### WHAT NEEDS TO BE DONE
Quote the records that follow in full and exactly; leave out the pictures.

[Entries from a dataset]
-- start --
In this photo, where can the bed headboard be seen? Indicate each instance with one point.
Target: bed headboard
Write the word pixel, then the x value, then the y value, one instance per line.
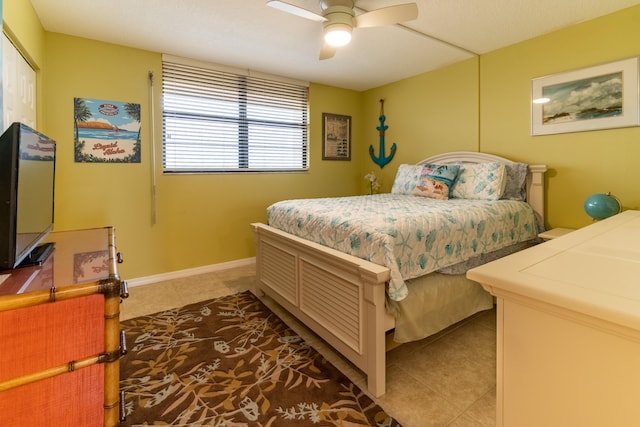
pixel 535 175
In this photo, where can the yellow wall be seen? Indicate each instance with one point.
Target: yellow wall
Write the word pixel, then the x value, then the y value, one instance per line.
pixel 580 163
pixel 428 114
pixel 204 219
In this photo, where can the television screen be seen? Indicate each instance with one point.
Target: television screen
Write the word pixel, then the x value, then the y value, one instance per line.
pixel 27 173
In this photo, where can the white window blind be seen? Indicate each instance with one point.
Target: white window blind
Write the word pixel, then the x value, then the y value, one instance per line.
pixel 220 121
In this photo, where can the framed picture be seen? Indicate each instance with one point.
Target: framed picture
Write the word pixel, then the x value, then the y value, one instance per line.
pixel 336 137
pixel 600 97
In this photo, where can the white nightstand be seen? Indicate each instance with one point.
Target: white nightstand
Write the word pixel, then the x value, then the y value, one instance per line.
pixel 555 232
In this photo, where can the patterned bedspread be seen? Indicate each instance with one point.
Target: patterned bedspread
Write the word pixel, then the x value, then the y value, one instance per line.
pixel 410 235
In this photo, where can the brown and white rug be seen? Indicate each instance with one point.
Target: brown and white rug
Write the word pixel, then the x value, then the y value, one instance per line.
pixel 229 362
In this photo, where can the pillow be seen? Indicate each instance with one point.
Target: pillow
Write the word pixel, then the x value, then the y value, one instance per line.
pixel 482 181
pixel 515 187
pixel 436 181
pixel 406 179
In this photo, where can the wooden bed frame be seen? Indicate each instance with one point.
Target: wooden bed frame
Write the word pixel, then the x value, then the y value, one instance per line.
pixel 341 297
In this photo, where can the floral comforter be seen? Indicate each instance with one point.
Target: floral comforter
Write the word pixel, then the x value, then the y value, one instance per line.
pixel 410 235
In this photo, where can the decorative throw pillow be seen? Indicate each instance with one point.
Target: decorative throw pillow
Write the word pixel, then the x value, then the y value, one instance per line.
pixel 483 181
pixel 436 181
pixel 406 179
pixel 515 187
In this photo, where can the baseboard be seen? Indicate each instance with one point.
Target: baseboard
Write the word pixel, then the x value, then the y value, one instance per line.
pixel 190 272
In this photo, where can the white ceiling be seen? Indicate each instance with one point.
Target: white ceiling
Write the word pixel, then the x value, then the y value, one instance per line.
pixel 250 35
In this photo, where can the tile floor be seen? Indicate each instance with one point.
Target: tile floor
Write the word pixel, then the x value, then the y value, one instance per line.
pixel 445 380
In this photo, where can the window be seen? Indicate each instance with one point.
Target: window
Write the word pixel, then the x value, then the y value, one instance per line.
pixel 221 121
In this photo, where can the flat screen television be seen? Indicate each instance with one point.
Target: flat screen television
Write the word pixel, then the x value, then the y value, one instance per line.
pixel 27 175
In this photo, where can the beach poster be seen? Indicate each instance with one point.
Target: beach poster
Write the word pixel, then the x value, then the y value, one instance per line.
pixel 106 131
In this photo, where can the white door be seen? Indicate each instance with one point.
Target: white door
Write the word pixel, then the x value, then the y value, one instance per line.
pixel 18 86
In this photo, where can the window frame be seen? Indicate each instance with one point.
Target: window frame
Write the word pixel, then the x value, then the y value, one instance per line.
pixel 276 108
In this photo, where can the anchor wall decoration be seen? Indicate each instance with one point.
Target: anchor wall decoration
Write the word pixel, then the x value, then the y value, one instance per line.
pixel 382 160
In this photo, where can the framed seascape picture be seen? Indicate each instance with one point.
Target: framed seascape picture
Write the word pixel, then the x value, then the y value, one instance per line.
pixel 336 137
pixel 599 97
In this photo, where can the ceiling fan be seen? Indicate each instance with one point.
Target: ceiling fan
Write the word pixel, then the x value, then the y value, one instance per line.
pixel 338 19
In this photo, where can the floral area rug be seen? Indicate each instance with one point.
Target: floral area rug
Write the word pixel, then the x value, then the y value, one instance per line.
pixel 232 362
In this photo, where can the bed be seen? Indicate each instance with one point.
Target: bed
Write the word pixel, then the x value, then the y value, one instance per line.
pixel 354 293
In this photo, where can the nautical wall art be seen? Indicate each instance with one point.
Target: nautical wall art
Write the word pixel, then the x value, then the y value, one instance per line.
pixel 382 159
pixel 106 131
pixel 336 137
pixel 600 97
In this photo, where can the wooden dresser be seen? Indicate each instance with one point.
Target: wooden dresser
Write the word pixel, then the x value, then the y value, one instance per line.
pixel 568 338
pixel 60 335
-- end --
### ANSWER TO THIS TASK
In this photo, where can the bed headboard be seen? Indicate each instance with one point.
Target: bed headboard
Write the word pixel, then the x value, then the y value, one instance per line.
pixel 535 175
In this photo, where can the yellow wall be seen? Indicate each instance with one point.
Target: yellow wall
Write the word pixel, then the x value, then the y value, one instance per line.
pixel 580 163
pixel 428 114
pixel 204 219
In this photo, where can the television screen be seen? Indicate each instance with one point.
Target: television screen
Write the word pixel, then the x value, then the y value, one instance per line.
pixel 27 173
In this photo, where can the white window blind be seen? Indicate each instance with one point.
Target: white window blind
Write the word pixel, then the x value, then the y value, one instance per line.
pixel 220 121
In this photo, where can the framed picture be seen? Indicate each instance with one point.
Target: framed picture
Write the word pixel, then the x value, then the y value, one instance per line.
pixel 336 137
pixel 600 97
In this photo, where can the white nightstand be seen? Indicate each instance with one point.
Target: white nightstand
Write the word pixel, then the x value, then the y value, one instance per line.
pixel 555 232
In this photo, where can the patterned bedspread be seen? Indicate each instance with one point.
Target: patterned bedspread
Write the word pixel, then the x value, then the y value, one instance per line.
pixel 410 235
In this photo, where can the brown and white rug be seen? Indicate each instance with one point.
Target: brown and white rug
Write the word pixel, then the x value, then the y value, one instance per line.
pixel 229 362
In this photo, where can the pillow be seen? Indicate each instance with one point.
Target: pillow
Write the word pixel, then the x value, then the y value, one instance per line.
pixel 482 181
pixel 515 187
pixel 436 181
pixel 406 179
In this photo, where can the wooden bed frame be seen? Indicate each instance with one point.
Target: wooden bed frame
Write the word pixel, then the x value, then the y value, one instance per line.
pixel 341 297
In this photo, where can the floral comforter be seen? Indicate each instance with one point.
Target: floral comforter
Write the word pixel, then the x value, then the y value, one instance per line.
pixel 410 235
In this photo, where can the decorative throw pillow be seen? Indicate each instance with one point.
Target: decorative throw pillow
Write the word pixel, then the x value, then the y value, one instance per line.
pixel 483 181
pixel 436 181
pixel 406 179
pixel 515 187
In this photo, where can the baseboard be seen? Indicate each instance with one point.
Target: baseboard
Write the word pixel, then the x value, then the y value, one instance per line.
pixel 190 272
In this photo, where can the white ceiling be seen? Indicate each instance with one point.
Target: white ceiling
Write the word pixel, then the x value, then the y value, one instance per line.
pixel 250 35
In this photo, where can the tile floor be seen? Indicate each instance with one point.
Target: tile floor
Write the word pixel, then the x value, then the y value, one instance per line.
pixel 445 380
In this photo, where can the window be seen? Indicate each instance with one point.
Target: window
Write the word pixel, then the x value, then the y value, one instance per line.
pixel 221 121
In this photo, where can the flat screen television be seen? Indicate each instance with one point.
Target: flat screen television
Write the word pixel, then the x value, then the y value, one instance per line.
pixel 27 175
In this photo, where can the beach poster be seen? Indicate each instance with one point.
Target: beach poster
Write the word pixel, then the x value, then the y value, one instance per line.
pixel 106 131
In this photo, where can the white door be seen? Indicate each instance with one point.
Target: white door
Write the word pixel, then the x value, then the y value, one instance per line.
pixel 18 86
In this photo, where can the window frame be seen? Indicate each instance with one point.
Target: window frame
Write the word pixel, then the x value, then the y value, one instance per line.
pixel 276 108
In this photo, where can the anchor wall decoration be seen? Indicate each instance with one point.
Target: anchor wall decoration
Write the word pixel, then the x value, then the y value, one instance per line.
pixel 382 160
In this photo, where can the framed seascape picture be seen? Indicate each instance with one point.
Target: framed seascape picture
Write the word pixel, then the x value, then the y value, one instance per line.
pixel 336 137
pixel 599 97
In this photo, where can the ceiling fan be seen? Indicate each instance with one point.
Target: ceiling fan
Write the word pixel, then the x value, then the y value, one instance per line.
pixel 338 19
In this photo, where can the floral area rug be seen? Indicate each instance with one point.
Target: floral area rug
Write the word pixel, then the x value, then the y value, one instance per line.
pixel 232 362
In this photo, where can the bed be seen? Indicate each instance with one point.
Target: bed
Write the word pixel, then the x value, then the y value, one instance per line.
pixel 354 293
In this photo, where can the nautical wall art be seen? Indicate each instance with one point.
Target: nautical wall art
Write the word pixel, then the x value, then the y value, one instance per line.
pixel 382 159
pixel 106 131
pixel 336 137
pixel 600 97
In this photo, where can the wooden dresser be seen? Indicate each instance with one point.
Target: wooden dresser
Write the word pixel, then the x value, then the y value, one instance per line.
pixel 568 338
pixel 60 335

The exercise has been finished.